[Shape labeling records]
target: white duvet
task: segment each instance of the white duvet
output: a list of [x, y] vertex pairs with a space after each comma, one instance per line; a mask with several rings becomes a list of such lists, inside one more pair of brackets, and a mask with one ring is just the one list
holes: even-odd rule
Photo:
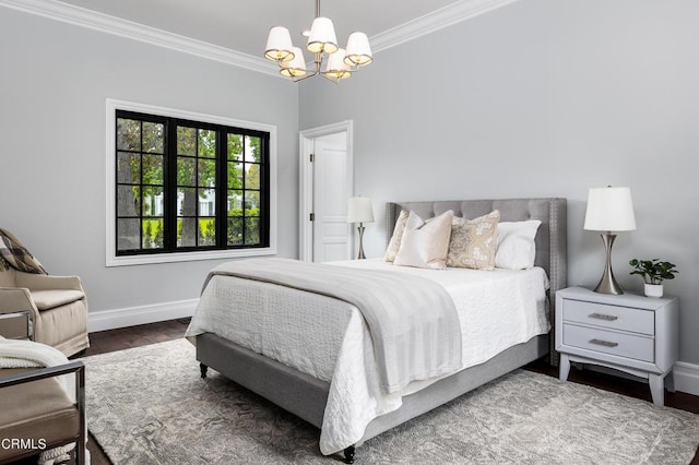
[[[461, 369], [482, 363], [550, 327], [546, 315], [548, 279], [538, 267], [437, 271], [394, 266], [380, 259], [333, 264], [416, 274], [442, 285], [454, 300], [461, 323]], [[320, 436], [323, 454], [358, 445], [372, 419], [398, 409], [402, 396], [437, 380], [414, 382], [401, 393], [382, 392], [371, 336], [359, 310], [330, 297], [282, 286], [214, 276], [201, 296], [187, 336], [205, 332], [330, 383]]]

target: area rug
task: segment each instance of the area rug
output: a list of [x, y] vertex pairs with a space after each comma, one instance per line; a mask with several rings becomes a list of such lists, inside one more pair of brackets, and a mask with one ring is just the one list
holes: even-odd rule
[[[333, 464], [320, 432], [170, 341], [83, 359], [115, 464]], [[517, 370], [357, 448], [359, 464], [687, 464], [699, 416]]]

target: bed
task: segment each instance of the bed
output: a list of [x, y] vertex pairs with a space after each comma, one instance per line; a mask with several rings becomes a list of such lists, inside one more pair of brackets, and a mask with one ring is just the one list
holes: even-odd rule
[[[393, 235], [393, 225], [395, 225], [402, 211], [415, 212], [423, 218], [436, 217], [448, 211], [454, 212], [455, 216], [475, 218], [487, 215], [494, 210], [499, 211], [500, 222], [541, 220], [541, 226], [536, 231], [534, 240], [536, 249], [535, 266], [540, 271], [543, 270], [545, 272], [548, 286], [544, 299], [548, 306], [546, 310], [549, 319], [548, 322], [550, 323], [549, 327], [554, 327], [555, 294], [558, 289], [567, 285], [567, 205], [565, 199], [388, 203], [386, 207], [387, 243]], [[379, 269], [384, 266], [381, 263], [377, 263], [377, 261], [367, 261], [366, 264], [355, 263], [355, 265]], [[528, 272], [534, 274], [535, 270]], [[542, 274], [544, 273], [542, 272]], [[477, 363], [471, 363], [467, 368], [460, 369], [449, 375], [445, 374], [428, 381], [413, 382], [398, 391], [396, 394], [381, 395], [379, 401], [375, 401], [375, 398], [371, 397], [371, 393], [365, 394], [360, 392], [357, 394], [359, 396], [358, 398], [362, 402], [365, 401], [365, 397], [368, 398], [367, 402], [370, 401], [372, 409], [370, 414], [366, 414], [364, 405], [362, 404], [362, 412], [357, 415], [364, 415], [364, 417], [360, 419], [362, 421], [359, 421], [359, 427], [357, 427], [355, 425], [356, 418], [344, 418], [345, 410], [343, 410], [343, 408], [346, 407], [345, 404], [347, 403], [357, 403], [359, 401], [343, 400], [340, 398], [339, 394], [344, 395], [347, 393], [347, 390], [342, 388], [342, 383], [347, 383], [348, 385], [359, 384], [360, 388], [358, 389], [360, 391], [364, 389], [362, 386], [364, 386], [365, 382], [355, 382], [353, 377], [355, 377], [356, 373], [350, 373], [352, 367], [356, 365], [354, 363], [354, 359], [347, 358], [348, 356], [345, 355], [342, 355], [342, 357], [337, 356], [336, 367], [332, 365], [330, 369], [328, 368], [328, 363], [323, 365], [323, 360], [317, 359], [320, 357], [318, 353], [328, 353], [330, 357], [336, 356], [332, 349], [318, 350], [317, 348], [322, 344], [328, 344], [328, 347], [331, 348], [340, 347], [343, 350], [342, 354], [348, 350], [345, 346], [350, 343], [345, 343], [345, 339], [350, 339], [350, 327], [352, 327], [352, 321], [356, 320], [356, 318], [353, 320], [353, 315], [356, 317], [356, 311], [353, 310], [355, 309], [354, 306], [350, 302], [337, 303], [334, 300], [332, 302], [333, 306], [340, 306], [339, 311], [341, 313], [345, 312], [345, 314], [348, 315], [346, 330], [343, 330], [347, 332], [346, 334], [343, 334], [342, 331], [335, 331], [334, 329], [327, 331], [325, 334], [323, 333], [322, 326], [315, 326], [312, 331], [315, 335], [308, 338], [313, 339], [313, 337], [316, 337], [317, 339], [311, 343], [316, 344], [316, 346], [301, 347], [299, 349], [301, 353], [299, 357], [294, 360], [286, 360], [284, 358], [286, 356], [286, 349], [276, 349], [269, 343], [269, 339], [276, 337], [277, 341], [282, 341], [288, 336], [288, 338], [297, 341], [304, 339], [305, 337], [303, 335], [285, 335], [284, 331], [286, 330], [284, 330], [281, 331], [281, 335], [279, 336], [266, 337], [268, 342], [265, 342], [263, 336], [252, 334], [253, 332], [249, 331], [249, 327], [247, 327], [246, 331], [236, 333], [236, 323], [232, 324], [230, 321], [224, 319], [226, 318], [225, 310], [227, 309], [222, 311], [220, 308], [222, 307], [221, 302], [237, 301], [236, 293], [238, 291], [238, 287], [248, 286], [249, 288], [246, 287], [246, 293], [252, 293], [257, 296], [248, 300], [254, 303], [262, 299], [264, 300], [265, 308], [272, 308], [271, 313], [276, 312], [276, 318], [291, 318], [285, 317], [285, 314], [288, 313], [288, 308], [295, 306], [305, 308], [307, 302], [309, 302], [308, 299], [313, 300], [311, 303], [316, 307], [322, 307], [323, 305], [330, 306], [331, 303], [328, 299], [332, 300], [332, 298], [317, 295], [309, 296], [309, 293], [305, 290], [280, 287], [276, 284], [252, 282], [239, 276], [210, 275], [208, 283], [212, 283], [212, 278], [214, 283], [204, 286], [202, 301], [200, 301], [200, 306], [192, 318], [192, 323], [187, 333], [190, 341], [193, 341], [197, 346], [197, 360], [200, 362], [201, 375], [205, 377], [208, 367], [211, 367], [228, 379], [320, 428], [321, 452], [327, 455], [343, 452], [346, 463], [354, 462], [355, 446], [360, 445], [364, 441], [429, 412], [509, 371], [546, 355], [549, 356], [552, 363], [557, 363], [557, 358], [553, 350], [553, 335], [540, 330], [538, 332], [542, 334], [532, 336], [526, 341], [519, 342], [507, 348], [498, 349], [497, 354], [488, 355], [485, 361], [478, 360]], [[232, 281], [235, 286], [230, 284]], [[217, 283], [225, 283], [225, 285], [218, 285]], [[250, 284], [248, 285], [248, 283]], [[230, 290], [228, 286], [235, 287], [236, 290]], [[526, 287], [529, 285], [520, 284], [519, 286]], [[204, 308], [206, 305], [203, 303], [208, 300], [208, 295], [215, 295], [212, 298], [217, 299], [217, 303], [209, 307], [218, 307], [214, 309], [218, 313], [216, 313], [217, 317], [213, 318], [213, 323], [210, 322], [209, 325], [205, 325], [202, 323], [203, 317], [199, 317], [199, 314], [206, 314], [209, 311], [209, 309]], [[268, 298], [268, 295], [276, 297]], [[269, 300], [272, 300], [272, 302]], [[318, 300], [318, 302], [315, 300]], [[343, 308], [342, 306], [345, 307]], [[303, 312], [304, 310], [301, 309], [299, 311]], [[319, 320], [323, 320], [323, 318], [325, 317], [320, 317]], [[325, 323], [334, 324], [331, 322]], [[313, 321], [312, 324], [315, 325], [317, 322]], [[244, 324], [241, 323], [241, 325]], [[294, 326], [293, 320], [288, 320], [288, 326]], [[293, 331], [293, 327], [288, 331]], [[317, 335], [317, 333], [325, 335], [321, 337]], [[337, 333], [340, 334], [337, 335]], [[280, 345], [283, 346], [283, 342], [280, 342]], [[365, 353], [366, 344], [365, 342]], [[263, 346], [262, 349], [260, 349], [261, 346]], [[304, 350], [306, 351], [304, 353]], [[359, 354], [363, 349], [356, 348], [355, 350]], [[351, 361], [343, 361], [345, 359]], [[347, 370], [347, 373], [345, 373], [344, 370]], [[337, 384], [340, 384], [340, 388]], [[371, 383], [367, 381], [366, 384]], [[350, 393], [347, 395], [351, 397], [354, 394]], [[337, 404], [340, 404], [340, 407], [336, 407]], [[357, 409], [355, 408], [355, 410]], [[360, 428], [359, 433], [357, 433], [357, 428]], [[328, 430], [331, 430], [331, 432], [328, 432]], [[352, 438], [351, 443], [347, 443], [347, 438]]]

PROBLEM DETAILS: Reproduce the records verbatim, starting at their first line and continuing through the line that contains "332], [330, 383]]]", with both end lines included. Omit the pictures from your answer.

EXERCISE ANSWER:
target: white duvet
task: segment each instance of the white duvet
output: a list of [x, y] vertex pairs with a space after each comma, one instance per line; a mask with several rings becomes a list of such lists, inside one more pair of brackets, and a mask with one ring is just the one list
holes: even-odd rule
Photo:
[[[461, 369], [482, 363], [550, 327], [546, 315], [548, 279], [538, 267], [437, 271], [394, 266], [380, 259], [333, 264], [416, 274], [442, 285], [454, 300], [461, 323]], [[320, 436], [323, 454], [358, 445], [372, 419], [398, 409], [402, 396], [437, 380], [414, 382], [401, 393], [382, 392], [371, 336], [359, 310], [330, 297], [282, 286], [214, 276], [201, 296], [187, 336], [205, 332], [330, 383]]]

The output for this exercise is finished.